• O QUE FAZER
1. Segundo o trecho, em que ano a família se mudou do meio rural de Borborema para a zona urbana de Americana?
2. Localize nas entradas todas as linhas que contêm a palavra "white".

• TRECHO DO DOCUMENTO
-- -- --
Lembro-me que, antes de me mudar com a minha família do meio rural do município de Borborema (SP) para a zona urbana de Americana (SP), no ano de 1963, eu nunca havia presenciado o comércio de frutas. Confesso que estranhei muito. Nos sítios, além das várias lavouras temporárias e dos cafezais, existiam pomares com grande variedade de frutas e, conforme cada época do ano, cada árvore frutífera oferecia a todos, de forma gratuita, os seus frutos. Trago na memória a época da jabuticaba, da goiaba e da manga, que eram as frutas que mais me atraiam. Por sua vez, mamões, bananas e melancias existiam o tempo todo, não eram frutas de época, não eram temporãs.

A partir do momento que passei a morar na cidade, a abundância frutífera e a gratuidade desapareceram. Demorou muito para me acostumar com o fato de que só comeria frutas se as comprasse na quitanda. Assim, por conta da pobreza, a minha alimentação piorou muito na cidade. Lembro-me nitidamente que havia no meio rural uma saudável troca de produtos entre os vizinhos, era uma troca permanente e rotineira. Até mesmo nas cidades pequenas tal fenômeno existia, pois era comum a existência de pomares e hortas nas residências urbanas. A gratuidade e a troca não mercantil ainda faziam parte do cotidiano das pessoas nos anos sessenta do século passado.
-- -- --
• MATERIAL EXTRAÍDO
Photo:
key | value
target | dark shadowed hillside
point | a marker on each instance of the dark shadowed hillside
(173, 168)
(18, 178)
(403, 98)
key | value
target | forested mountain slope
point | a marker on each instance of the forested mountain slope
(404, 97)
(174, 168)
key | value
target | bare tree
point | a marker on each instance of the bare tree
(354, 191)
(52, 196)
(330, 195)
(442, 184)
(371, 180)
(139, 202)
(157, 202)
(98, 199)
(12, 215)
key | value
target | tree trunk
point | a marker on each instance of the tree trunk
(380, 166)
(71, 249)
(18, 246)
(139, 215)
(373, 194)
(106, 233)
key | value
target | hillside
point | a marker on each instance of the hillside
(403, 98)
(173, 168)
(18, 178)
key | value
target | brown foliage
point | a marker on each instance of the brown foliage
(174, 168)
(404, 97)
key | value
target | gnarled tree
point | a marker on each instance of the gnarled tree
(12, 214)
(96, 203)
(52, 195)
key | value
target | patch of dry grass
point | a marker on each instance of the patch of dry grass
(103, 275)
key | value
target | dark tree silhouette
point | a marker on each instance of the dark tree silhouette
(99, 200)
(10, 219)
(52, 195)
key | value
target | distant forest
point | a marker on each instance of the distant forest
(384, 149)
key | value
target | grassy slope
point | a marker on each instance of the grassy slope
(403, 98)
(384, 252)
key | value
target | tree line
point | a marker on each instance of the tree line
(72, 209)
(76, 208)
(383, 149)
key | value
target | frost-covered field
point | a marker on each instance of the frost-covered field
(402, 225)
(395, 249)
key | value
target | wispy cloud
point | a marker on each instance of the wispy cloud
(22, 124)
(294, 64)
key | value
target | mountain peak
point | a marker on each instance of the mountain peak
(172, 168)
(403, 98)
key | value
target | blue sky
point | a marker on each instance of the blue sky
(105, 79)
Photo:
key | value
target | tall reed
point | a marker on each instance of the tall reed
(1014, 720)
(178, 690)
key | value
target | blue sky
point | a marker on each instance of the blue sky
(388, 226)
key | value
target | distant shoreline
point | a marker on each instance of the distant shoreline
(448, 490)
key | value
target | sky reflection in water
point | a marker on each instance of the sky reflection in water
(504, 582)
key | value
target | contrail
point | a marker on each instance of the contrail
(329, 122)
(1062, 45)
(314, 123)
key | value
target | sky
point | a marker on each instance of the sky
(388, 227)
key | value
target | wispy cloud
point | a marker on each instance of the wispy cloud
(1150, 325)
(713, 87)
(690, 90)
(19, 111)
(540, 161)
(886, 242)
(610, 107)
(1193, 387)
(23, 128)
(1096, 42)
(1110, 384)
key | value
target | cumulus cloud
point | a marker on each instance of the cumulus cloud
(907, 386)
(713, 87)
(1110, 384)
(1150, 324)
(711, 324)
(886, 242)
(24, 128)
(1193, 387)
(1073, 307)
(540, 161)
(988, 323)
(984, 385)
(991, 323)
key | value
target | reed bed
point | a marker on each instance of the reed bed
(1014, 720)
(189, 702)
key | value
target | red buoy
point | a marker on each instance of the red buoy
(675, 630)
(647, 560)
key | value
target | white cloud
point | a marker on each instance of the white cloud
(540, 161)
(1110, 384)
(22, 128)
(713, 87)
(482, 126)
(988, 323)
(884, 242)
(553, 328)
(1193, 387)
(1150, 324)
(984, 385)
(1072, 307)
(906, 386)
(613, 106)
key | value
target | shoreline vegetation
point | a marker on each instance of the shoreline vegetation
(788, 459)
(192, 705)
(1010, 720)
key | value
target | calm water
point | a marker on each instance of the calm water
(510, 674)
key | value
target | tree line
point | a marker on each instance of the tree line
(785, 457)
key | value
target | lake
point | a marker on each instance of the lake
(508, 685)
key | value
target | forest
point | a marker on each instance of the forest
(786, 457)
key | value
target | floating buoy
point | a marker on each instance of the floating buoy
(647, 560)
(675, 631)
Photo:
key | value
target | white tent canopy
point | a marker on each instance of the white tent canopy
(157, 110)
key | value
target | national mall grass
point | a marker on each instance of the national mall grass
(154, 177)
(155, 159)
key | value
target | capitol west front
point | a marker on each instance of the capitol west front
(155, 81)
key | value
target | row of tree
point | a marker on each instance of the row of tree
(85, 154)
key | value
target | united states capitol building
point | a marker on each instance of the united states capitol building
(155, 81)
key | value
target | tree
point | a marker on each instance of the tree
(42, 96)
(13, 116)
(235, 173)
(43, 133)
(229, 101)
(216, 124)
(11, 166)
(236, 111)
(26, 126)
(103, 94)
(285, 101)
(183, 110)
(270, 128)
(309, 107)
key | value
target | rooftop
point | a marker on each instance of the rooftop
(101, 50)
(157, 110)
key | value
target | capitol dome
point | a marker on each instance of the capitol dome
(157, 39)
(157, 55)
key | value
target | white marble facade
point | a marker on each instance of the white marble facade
-- -- --
• RESPOSTAS CORRETAS
1. Em 1963.

2.
target | white cloud
point | a marker on each instance of the white cloud
target | white tent canopy
point | a marker on each instance of the white tent canopy
target | white marble facade
point | a marker on each instance of the white marble facade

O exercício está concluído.